● **The problem**: Search the records for the string "trousers" and copy every line where it turns up.
*** Given information ***
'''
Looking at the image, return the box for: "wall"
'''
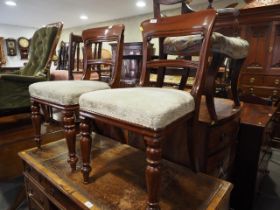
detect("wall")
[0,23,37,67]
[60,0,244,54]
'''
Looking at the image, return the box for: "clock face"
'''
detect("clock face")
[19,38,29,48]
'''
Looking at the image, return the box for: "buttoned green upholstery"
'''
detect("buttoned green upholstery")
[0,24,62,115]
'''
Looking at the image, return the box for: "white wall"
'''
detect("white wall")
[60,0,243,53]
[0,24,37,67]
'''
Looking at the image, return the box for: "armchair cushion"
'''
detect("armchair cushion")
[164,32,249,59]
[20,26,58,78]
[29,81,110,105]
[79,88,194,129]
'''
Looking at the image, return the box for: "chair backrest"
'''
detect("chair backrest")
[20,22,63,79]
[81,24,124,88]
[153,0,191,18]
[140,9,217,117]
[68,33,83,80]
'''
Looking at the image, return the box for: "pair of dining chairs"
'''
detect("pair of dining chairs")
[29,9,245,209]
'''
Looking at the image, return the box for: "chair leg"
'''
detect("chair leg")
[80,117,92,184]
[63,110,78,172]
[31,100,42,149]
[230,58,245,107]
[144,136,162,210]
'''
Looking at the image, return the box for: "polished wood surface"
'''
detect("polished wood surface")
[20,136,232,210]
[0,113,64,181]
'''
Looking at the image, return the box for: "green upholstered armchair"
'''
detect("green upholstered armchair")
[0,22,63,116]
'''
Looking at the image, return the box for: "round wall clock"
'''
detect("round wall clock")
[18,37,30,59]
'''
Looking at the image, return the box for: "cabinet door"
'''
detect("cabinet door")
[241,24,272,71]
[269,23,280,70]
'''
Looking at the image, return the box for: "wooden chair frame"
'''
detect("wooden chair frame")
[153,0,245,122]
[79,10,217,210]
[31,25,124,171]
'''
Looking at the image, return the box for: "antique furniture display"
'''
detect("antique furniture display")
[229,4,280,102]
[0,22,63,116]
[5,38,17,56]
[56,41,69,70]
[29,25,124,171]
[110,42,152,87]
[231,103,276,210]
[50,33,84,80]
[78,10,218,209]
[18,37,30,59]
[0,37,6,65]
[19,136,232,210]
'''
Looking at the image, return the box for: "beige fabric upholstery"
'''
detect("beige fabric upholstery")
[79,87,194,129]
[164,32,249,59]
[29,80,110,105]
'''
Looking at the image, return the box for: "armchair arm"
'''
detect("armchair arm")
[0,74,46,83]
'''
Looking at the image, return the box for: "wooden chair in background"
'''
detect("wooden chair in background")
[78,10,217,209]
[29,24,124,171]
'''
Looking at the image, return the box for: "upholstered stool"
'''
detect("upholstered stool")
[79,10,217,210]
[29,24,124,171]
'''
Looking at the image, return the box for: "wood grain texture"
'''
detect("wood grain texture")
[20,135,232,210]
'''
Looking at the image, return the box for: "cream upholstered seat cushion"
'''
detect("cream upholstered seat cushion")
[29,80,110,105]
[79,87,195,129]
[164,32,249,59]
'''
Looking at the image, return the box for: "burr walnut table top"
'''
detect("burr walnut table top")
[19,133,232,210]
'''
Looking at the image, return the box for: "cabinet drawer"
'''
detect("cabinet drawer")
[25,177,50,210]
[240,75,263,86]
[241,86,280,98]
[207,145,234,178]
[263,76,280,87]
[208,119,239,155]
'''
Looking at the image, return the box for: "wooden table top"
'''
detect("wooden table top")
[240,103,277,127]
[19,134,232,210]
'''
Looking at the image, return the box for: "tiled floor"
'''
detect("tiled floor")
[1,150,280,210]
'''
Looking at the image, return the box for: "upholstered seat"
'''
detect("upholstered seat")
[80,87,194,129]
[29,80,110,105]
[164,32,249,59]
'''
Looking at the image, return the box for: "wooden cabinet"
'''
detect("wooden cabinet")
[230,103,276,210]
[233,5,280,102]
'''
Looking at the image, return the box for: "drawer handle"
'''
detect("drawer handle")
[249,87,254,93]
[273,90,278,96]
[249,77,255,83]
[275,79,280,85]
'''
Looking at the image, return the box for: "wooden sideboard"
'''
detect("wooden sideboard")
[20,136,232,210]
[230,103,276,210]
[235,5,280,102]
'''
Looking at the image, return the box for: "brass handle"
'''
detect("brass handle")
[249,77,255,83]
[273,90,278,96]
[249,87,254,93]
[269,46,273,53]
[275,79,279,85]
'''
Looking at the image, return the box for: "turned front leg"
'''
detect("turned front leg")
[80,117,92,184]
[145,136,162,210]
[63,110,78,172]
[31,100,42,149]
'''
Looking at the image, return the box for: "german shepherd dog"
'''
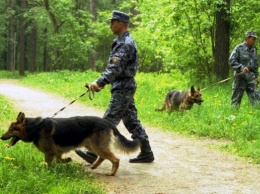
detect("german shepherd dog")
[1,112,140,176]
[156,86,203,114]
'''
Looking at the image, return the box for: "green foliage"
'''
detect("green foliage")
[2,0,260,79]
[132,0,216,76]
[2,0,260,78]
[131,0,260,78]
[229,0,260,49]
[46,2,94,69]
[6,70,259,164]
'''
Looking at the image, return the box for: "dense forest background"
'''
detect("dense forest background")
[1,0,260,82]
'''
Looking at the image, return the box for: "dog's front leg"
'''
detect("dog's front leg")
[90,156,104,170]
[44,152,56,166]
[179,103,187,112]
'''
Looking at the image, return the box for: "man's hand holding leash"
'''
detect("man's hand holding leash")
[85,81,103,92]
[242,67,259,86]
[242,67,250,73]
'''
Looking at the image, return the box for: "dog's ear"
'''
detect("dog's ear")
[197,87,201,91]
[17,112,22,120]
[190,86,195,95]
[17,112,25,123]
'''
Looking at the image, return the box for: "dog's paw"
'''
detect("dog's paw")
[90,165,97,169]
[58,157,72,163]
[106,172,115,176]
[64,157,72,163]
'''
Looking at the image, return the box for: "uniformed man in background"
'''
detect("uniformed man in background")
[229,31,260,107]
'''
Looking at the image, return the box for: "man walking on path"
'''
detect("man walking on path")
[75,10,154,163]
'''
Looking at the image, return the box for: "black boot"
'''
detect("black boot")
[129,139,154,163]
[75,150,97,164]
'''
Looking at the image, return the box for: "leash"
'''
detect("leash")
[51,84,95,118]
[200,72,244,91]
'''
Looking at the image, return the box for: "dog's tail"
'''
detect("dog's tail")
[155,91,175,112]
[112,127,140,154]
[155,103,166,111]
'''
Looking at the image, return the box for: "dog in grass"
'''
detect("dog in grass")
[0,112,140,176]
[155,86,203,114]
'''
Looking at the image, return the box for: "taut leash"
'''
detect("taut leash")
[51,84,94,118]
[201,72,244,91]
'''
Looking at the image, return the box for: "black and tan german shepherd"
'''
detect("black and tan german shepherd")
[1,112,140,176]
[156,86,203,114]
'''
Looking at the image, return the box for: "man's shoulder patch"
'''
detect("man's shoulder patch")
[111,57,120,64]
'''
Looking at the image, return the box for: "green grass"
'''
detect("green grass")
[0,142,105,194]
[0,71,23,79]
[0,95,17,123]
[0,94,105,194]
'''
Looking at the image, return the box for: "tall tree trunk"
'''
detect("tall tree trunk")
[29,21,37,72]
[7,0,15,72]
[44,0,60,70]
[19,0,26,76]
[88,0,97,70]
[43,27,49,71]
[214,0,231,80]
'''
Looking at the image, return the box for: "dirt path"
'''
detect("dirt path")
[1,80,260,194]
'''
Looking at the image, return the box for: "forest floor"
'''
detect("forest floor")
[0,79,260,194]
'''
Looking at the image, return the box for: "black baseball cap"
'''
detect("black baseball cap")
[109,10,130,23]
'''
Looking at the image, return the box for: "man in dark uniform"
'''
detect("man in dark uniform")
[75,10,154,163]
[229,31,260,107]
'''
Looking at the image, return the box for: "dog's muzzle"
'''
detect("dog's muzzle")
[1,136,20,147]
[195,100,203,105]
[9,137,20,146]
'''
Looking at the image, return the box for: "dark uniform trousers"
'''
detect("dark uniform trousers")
*** End of Given information ***
● **Expected answer**:
Looking at the image, return the box for: "dark uniform trousers"
detect("dark uniform trousers")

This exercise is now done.